Riprendiamo da Avvenire del 25/4/2021 un articolo di Camille Eid. Restiamo a disposizione per l’immediata rimozione se la sua presenza non fosse gradita a qualcuno degli aventi diritto. Per ulteriori testi, cfr. la sezione La crisi dell’Islam moderno.

Il Centro culturale Gli scritti (3/5/2021)

Ansa

Ha perso una battaglia, ma non (ancora) la guerra. La sconfitta militare del Daesh all’interno dei suoi «territori metropolitani » in Siria e in Iraq e la successiva eliminazione del suo leader, Abu Bakr al-Baghdadi, non nasconde una verità amara: l’organizzazione si sta riattivando come logistica e reclutamento e potrebbe «risorgere improvvisamente laddove si pensava di averla sepolta per sempre», come affermano molti analisti. Le sei “sacche” del gruppo tuttora presenti nella Badiat al-Sham, il Deserto siriano, sono una prima piccola conferma di questa possibilità. L’altra è il ritmo crescente degli attacchi, che ha raggiunto la media di 110 al mese. Il generale Kenneth McKenzie Jr, a capo del CentCom americano, ha detto nella sua relazione di mercoledì scorso, che il Daesh aspira ancora a «ristabilire un Califfato fisico» e che promuove per farlo «una presenza informatica globale pur mantenendo una struttura cellulare che gli consente di svolgere attacchi locali». Si conferma così nei due Paesi mediorientali l’ago attuale del jihadismo, una volta – pensiamo in particolare all’epoca di al-Qaeda – puntato sull’Arabia Saudita e dintorni, come Yemen e Kuwait.

Il contagio jihadista si è fermato anche ai confini della Giordania, grazie alla vigilanza dell’intelligence che ha sventato almeno tre attentati contro obiettivi civili e militari. Nel contempo, si fanno sentire le filiali del gruppo sparse tra Asia e Africa, soprattutto quelle del Sinai e dell’Afghanistan, quest’ultima definita dal generale McKenzie come «una delle più letali filiali del network del Daesh».
━━━
▸ COMPITO A:
Trascriva senza alcuna modifica le righe da elaborare, dalla riga che contiene "For every instance of the blue" fino all'ultima riga inclusa.
━━━
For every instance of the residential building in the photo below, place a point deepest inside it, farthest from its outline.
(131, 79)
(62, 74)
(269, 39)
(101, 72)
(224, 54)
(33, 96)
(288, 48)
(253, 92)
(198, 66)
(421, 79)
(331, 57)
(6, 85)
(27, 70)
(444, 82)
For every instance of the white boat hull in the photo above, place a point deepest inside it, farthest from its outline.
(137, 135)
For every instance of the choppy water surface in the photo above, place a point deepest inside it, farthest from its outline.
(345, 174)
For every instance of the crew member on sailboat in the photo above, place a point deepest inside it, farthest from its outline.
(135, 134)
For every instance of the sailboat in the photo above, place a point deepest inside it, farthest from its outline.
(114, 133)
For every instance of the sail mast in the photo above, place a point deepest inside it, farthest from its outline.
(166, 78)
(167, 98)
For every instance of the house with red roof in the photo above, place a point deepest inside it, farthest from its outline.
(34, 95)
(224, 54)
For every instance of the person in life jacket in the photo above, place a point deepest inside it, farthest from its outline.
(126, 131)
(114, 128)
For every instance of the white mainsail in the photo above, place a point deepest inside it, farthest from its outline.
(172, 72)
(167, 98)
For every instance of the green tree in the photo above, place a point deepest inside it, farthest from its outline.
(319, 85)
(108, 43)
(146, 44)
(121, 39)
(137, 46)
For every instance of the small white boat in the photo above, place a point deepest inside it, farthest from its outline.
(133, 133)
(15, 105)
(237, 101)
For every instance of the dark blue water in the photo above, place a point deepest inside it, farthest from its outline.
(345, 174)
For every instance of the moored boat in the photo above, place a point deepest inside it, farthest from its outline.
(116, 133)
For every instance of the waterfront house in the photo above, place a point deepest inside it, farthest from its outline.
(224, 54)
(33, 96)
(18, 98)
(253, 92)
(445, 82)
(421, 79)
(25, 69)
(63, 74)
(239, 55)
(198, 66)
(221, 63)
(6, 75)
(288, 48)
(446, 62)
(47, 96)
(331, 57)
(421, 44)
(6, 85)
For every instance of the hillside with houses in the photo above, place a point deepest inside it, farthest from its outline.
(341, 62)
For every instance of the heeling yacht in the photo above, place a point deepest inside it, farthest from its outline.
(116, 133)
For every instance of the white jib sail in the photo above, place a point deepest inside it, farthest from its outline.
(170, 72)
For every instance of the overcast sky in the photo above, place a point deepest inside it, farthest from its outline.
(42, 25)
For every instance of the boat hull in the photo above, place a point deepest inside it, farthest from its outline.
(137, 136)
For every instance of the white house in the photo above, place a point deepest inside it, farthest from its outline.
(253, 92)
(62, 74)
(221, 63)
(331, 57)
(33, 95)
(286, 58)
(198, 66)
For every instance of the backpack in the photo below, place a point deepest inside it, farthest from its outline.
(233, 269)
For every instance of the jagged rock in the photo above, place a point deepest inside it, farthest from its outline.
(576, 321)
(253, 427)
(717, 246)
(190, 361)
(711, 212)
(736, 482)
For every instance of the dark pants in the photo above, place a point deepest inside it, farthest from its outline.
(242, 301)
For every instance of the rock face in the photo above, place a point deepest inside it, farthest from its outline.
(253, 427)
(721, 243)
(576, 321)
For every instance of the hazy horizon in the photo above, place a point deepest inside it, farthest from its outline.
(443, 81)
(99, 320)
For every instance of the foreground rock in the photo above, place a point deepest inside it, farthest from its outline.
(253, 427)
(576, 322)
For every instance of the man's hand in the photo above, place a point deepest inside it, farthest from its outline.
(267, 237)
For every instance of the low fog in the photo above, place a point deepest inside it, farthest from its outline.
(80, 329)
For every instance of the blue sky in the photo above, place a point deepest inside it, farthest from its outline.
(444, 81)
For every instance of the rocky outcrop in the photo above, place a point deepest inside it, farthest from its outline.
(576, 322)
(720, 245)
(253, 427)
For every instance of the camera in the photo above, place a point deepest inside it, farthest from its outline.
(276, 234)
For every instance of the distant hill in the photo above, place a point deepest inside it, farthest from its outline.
━━━
▸ COMPITO B:
Secondo l'articolo sul Daesh, quale media mensile ha raggiunto il ritmo degli attacchi del gruppo?

▸ RISULTATO ATTESO A:
For every instance of the blue sky in the photo above, place a point deepest inside it, farthest from its outline.
(444, 81)
For every instance of the rocky outcrop in the photo above, place a point deepest inside it, farthest from its outline.
(576, 322)
(720, 245)
(253, 427)
For every instance of the camera in the photo above, place a point deepest inside it, farthest from its outline.
(276, 234)
For every instance of the distant hill in the photo above, place a point deepest inside it, farthest from its outline.

▸ RISULTATO ATTESO B:
110 attacchi al mese.